Aim
Render the records below as a Markdown table with the columns Row and Text. Give each nonblank line its own numbered row, and omit the pictures.

Records provided
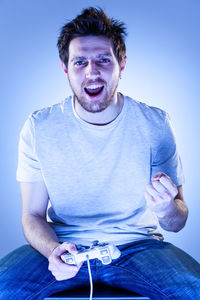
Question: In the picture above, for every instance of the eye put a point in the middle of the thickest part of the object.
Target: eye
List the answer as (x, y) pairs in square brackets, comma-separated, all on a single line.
[(104, 60), (79, 63)]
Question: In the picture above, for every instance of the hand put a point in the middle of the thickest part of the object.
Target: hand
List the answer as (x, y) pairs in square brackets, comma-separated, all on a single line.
[(160, 195), (59, 269)]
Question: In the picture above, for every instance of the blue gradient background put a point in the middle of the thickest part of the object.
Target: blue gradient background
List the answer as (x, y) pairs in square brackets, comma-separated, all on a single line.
[(163, 69)]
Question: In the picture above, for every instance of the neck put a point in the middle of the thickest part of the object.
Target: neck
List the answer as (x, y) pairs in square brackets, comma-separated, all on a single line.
[(104, 117)]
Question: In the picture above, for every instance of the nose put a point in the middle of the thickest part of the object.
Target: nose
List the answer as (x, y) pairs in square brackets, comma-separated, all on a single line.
[(92, 70)]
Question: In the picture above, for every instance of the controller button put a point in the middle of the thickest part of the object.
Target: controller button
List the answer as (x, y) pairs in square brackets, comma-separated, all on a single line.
[(106, 259), (69, 261), (104, 252)]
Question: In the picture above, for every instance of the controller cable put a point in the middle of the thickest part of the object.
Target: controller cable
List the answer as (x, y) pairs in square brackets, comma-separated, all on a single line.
[(90, 277)]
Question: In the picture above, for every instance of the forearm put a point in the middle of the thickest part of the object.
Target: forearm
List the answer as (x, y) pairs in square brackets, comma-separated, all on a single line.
[(176, 219), (39, 234)]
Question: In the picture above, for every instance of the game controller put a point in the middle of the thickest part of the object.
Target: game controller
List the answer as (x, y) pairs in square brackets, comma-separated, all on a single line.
[(105, 252)]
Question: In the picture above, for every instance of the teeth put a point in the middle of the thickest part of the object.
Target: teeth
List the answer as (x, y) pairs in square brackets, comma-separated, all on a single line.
[(94, 86)]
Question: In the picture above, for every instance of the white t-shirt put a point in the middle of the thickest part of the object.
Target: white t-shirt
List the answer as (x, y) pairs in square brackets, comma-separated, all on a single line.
[(96, 176)]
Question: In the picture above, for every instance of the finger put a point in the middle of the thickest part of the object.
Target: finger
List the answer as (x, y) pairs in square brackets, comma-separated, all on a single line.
[(158, 176), (159, 187), (169, 185), (65, 247), (150, 200), (153, 192)]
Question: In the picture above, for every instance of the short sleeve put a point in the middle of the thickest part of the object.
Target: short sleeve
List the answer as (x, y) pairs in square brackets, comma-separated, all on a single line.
[(166, 158), (28, 169)]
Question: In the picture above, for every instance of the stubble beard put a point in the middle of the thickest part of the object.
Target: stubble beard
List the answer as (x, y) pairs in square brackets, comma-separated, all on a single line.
[(95, 106)]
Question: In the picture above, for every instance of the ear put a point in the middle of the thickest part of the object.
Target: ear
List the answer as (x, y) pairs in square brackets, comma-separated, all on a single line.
[(122, 65), (64, 67)]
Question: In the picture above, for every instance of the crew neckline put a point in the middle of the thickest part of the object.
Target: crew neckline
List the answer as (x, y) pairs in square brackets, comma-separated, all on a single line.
[(99, 127)]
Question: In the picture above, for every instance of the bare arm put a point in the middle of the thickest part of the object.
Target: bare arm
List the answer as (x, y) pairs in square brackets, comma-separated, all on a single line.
[(36, 229), (166, 200), (40, 234)]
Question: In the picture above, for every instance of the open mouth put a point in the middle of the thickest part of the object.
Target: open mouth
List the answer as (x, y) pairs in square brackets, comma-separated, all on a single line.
[(94, 90)]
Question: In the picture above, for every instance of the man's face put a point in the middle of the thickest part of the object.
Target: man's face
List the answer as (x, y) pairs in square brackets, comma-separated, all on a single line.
[(93, 72)]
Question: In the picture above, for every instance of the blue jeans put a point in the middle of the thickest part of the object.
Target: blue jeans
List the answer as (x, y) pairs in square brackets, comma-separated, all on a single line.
[(152, 268)]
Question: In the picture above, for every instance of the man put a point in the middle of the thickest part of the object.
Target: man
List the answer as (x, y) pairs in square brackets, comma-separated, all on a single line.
[(110, 169)]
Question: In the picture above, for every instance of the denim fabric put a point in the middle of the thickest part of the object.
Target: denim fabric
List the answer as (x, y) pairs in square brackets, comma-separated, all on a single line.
[(152, 268)]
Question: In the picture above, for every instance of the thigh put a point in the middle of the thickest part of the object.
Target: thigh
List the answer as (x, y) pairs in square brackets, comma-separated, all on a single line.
[(156, 269), (24, 275)]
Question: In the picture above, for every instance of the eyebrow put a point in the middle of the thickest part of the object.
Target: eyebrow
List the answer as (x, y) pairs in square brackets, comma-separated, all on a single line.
[(84, 57)]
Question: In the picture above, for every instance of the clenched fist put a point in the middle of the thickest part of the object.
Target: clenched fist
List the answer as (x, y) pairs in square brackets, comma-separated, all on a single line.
[(59, 269), (160, 195)]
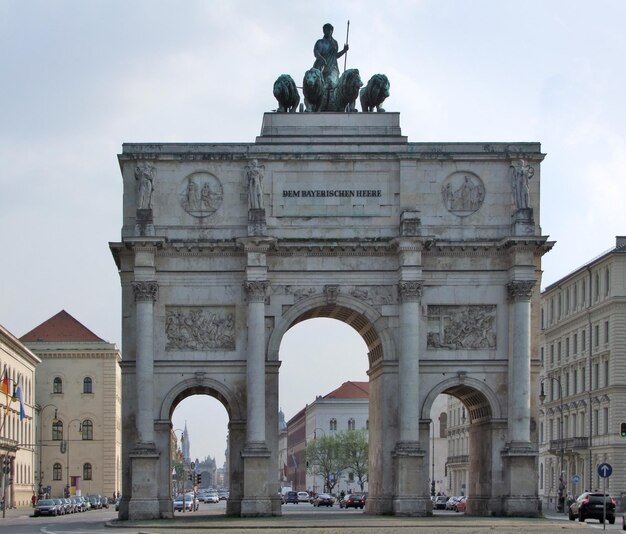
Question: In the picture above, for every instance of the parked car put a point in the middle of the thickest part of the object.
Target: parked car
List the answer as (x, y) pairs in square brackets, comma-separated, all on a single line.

Answer to the problem
| Row | Text |
|---|---|
| 1 | Question: In the picture above, for every instance of the eye put a point in the middle of the thickest part of the object. |
| 2 | Target: eye |
| 3 | List the answer as (x, y) pairs in square brackets, comma-separated, all on a single line. |
| 4 | [(104, 60), (79, 63)] |
| 5 | Question: In the picture above, for every instance of the hand put a point in the middle of the thickest part of the object. |
| 6 | Target: hand |
| 7 | List the answer as (x, y) pairs in square brackets, comma-separated, all on a single line. |
| 8 | [(160, 195), (59, 269)] |
| 9 | Question: In the picture above, for every instance of the blue gradient background put a point in the middle of the thickest part of the object. |
| 10 | Target: blue gradient background |
| 11 | List the answer as (x, y) pairs in square brackets, comma-separated, all on a single line. |
| 12 | [(163, 69)] |
| 13 | Question: In the picture above, for every instance of the neck put a point in the middle of the thickest part of the object. |
| 14 | Target: neck |
| 15 | List the answer as (x, y) pairs in square brackets, comma-separated, all on a single line. |
| 16 | [(104, 117)] |
| 17 | Question: In the picture above, for every instance of the nose put a point in the middle of the thickest part of the object. |
| 18 | Target: nose |
| 19 | List the answer as (x, y) pairs in square brackets, comma-separated, all on a single line. |
| 20 | [(92, 70)] |
| 21 | Question: In the picture above, for every instance of the controller button put a point in the middle of the thickest part of the object. |
| 22 | Target: controller button |
| 23 | List the answer as (x, y) pairs in square brackets, comma-separated, all on a single line. |
| 24 | [(106, 259), (69, 261), (104, 252)] |
| 25 | Question: In the picture above, for every instance of the controller cable put a point in the middle of the thickest part of the object. |
| 26 | Target: controller cable |
| 27 | List the answer as (x, y) pairs in square brackets, comma-separated, all on a single line. |
| 28 | [(90, 277)] |
| 29 | Question: In the picture above, for every instance of the forearm put a point in the middle of the thickest part of the object. |
| 30 | Target: forearm |
| 31 | List the answer as (x, y) pairs in square brackets, comma-separated, all on a single line. |
| 32 | [(176, 219), (39, 234)] |
| 33 | Question: In the picture above, for every instance of the game controller put a point in the middle of the thickest part of the object. |
| 34 | Target: game controller |
| 35 | List the answer as (x, y) pairs in square brackets, comma-separated, all on a single line. |
| 36 | [(105, 252)] |
| 37 | Question: In the picture above, for every instance of the teeth put a point in the middle of the thickest part of the object. |
| 38 | Target: teeth |
| 39 | List the answer as (x, y) pairs in square brackets, comma-separated, all on a single line. |
| 40 | [(94, 86)] |
| 41 | Question: In the picture above, for every instance of the white t-shirt put a point in the middle of the thickest part of the object. |
| 42 | Target: white t-shirt |
| 43 | List the answer as (x, y) pairs in square brackets, comma-separated, all on a single line. |
| 44 | [(96, 176)] |
| 45 | Question: In the picture above, for every instance of the finger put a point in the middle of the thickest part of the object. |
| 46 | Target: finger |
| 47 | List the answer as (x, y) pairs in square brackets, comma-separated, all on a single line. |
| 48 | [(158, 176), (159, 187), (169, 185), (65, 247), (150, 200), (153, 192)] |
| 49 | Question: In the picture above, for every instance of the short sleeve put a point in the middle of the thickest part of the object. |
| 50 | Target: short sleeve |
| 51 | List the answer as (x, y) pairs in square brackets, comma-separated, all on a single line. |
| 52 | [(166, 158), (28, 169)] |
| 53 | Question: In the picture above, for every instance of the stubble beard put a point in the middle of the thickest part of the object. |
| 54 | Target: stubble beard |
| 55 | List the answer as (x, y) pairs in square brackets, comma-separated, all on a single line. |
| 56 | [(95, 106)] |
| 57 | Question: In the picture above, for every instance of the ear put a point in the middle of the thickest part of the object. |
| 58 | Target: ear |
| 59 | List the answer as (x, y) pairs in square brackets, comma-separated, all on a single line. |
| 60 | [(122, 65), (64, 67)] |
| 61 | Question: In the picture above, for every instance of the crew neckline put a point in the middle of the thickest part of the object. |
| 62 | Target: crew neckline |
| 63 | List the answer as (x, y) pairs in square brackets, comma-separated, all on a single line. |
| 64 | [(99, 127)] |
| 65 | Question: In the picture above, for every instance of the bare arm put a point in the middle of the thickest part of the object. |
| 66 | Target: bare arm |
| 67 | List the answer as (x, y) pairs in square brackets, comma-separated, all on a single line. |
| 68 | [(36, 229), (166, 200), (40, 234)] |
| 69 | Question: In the picture above, for every instance of the open mouth put a point in the middle of the thickest part of the object. |
| 70 | Target: open mouth |
| 71 | List the answer as (x, y) pairs in square brackets, comma-separated, all on a single line. |
| 72 | [(94, 90)] |
| 73 | Question: In the picture above, for every instance of the man's face put a point in the middle of the thickest part of the object. |
| 74 | Target: man's face |
| 75 | List the answer as (x, y) pairs in square brackets, comma-separated, all on a single line. |
| 76 | [(93, 72)] |
| 77 | Question: In the picture above, for every instance of the blue jeans put a point in the middle of the thickest part of the object. |
| 78 | Target: blue jeans |
| 79 | List the answer as (x, y) pairs in square brackets, comma-separated, all on a single line. |
| 80 | [(152, 268)] |
| 81 | Question: In the picture above, for every instance of the man put a point in the middle of the thickest part of the object. |
| 82 | Target: man |
| 83 | List the answer as (x, y) pairs in square brackets, comma-separated, all on a single line. |
| 84 | [(110, 169)] |
| 85 | Question: In the picture above, for every instance of the denim fabric put a point in the middle of the thickest part of the object. |
| 86 | Target: denim fabric |
| 87 | List the answer as (x, y) pairs in square brackets, comma-separated, all on a single line. |
| 88 | [(152, 268)] |
| 89 | Question: In the picture above, for every instance of the thigh put a point in the middle of the thickest part of the object. |
| 90 | Target: thigh |
| 91 | List the answer as (x, y) pairs in square brackets, comma-separated, all on a single line. |
| 92 | [(156, 269), (24, 275)] |
| 93 | Question: In the picture above, for every instance of the eyebrow put a point in the middle of the thickest part of the object. |
| 94 | Target: eyebrow |
| 95 | List the answer as (x, y) pairs in square brackets, comma-separated, all on a single line. |
| 96 | [(84, 57)] |
| 97 | Question: In the picture above, for every instance of the clenched fist put a point in the middle of the thickest part of the object. |
| 98 | Target: clenched fist |
| 99 | List the answer as (x, y) pairs in square brackets, comma-separated, all on a single line. |
| 100 | [(59, 269), (160, 195)] |
| 101 | Question: In the picture above, for every instance of the parked car put a point in the middle of the thickest part of the object. |
| 102 | Target: parked car |
| 103 | List the answer as (x, y) pairs in square brackets, comma-separated, all on a single line. |